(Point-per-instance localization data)
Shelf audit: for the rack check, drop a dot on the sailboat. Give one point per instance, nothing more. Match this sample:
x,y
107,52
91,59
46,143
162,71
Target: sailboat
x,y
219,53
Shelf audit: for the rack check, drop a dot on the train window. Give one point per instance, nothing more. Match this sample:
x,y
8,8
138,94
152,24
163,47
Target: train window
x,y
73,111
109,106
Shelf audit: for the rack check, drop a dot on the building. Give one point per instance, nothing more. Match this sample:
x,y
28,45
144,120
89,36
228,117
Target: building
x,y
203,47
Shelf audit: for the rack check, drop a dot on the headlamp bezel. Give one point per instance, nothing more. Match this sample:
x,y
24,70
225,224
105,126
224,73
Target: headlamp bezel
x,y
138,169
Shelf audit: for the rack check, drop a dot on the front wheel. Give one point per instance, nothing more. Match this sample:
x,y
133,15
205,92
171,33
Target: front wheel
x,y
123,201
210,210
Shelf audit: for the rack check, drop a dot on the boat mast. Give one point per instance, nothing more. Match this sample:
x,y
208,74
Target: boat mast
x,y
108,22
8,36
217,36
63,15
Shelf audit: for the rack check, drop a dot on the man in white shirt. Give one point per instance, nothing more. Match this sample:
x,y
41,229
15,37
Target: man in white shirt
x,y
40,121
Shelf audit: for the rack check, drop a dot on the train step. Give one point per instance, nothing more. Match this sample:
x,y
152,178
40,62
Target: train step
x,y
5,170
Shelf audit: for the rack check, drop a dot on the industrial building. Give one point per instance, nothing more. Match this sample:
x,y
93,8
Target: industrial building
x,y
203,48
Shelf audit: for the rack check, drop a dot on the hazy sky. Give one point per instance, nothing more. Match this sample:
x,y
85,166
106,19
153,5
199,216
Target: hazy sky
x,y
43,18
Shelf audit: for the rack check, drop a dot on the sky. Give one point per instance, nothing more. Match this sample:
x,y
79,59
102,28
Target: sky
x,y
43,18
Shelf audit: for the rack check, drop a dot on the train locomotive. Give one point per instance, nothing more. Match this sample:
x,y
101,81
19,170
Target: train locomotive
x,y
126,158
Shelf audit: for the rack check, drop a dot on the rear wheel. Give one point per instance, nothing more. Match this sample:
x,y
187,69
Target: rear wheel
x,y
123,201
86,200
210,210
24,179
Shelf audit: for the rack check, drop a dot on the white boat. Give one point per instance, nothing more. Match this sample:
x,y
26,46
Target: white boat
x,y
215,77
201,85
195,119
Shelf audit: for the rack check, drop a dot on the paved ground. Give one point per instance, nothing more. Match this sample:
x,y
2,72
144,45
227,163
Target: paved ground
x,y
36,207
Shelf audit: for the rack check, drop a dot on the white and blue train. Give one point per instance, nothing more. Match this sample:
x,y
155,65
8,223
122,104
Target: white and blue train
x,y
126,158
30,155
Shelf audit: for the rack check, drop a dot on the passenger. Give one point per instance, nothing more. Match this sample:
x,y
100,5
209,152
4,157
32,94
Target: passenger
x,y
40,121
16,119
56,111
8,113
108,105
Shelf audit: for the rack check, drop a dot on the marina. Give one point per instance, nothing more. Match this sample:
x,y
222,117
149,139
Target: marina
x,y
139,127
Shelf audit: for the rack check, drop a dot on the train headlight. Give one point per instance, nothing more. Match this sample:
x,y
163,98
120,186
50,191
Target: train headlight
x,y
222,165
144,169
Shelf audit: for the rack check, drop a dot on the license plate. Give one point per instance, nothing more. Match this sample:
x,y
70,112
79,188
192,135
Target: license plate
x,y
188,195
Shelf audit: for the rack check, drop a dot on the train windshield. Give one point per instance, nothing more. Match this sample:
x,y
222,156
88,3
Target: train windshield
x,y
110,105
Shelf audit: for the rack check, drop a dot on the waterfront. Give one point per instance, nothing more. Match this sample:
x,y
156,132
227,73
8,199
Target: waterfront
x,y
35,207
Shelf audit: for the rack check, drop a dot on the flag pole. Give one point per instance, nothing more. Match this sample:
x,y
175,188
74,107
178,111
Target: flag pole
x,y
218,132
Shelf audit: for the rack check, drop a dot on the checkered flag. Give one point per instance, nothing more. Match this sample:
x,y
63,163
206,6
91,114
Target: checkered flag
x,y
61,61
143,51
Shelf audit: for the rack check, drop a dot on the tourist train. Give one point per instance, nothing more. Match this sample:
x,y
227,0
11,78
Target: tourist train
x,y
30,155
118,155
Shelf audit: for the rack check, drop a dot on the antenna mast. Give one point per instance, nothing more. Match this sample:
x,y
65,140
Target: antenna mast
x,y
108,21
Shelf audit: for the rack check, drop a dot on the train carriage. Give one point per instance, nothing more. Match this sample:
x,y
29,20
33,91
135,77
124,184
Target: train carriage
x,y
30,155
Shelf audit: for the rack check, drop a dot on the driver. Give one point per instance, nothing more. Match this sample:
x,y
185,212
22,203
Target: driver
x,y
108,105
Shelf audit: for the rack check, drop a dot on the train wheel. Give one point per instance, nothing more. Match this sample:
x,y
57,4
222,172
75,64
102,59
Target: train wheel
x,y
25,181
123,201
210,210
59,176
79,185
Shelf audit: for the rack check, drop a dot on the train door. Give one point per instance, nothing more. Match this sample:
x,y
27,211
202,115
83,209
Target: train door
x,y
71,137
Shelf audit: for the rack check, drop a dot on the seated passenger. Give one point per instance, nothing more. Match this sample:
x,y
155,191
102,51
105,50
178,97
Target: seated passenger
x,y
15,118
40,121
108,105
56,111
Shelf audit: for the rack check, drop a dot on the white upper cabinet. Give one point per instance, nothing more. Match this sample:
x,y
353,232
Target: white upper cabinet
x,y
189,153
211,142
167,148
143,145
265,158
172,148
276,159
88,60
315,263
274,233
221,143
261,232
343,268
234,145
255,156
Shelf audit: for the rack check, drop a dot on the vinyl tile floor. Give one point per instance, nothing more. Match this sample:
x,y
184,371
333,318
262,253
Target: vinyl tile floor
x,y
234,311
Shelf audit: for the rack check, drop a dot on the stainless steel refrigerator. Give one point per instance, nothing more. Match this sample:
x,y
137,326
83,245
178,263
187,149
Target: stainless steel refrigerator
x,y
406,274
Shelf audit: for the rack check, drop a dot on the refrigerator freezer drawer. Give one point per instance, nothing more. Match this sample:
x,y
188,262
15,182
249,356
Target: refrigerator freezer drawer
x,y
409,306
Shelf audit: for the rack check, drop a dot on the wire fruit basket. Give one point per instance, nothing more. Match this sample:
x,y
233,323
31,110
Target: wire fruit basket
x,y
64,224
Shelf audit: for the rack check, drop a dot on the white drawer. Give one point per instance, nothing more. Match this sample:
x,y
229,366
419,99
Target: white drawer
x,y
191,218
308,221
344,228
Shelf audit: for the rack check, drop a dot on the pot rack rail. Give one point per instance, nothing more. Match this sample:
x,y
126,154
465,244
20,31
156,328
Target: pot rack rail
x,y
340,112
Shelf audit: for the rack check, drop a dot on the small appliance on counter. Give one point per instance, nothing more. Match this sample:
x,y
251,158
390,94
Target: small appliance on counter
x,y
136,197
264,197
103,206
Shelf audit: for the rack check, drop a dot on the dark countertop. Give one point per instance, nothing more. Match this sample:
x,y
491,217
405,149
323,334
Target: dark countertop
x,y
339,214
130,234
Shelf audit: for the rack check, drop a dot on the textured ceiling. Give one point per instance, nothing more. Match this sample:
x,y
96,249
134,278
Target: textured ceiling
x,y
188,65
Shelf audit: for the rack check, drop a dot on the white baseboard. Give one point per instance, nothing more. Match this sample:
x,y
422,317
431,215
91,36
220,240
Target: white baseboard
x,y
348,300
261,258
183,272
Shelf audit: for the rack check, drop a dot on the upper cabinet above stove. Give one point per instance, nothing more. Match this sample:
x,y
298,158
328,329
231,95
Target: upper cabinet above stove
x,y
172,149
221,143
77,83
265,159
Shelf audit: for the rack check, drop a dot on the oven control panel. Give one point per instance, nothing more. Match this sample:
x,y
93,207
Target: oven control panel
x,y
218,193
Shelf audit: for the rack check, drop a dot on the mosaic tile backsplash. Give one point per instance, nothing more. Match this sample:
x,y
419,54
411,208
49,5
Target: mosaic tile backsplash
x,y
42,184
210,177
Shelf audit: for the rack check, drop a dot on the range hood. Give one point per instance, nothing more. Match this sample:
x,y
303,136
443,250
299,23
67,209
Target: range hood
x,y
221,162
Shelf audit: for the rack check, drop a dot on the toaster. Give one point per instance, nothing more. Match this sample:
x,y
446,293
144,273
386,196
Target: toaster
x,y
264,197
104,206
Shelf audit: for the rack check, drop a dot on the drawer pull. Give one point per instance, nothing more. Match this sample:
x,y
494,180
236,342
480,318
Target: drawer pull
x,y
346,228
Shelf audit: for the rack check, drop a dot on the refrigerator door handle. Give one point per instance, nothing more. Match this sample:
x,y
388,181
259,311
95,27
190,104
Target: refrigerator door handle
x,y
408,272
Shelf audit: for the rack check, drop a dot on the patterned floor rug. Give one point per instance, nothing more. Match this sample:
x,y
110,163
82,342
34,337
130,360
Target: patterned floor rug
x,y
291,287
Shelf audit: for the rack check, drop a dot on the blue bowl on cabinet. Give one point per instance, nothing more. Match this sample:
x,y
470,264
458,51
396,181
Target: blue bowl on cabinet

*HOW TO COMPLETE THIS TASK*:
Scan the data for the string "bowl" and copy each line in which it occurs.

*RESULT OF THIS TASK*:
Shelf audit: for the rack check, drop a dot on the blue bowl on cabinet. Give one point per instance, nothing more. Match this sample:
Target: blue bowl on cabinet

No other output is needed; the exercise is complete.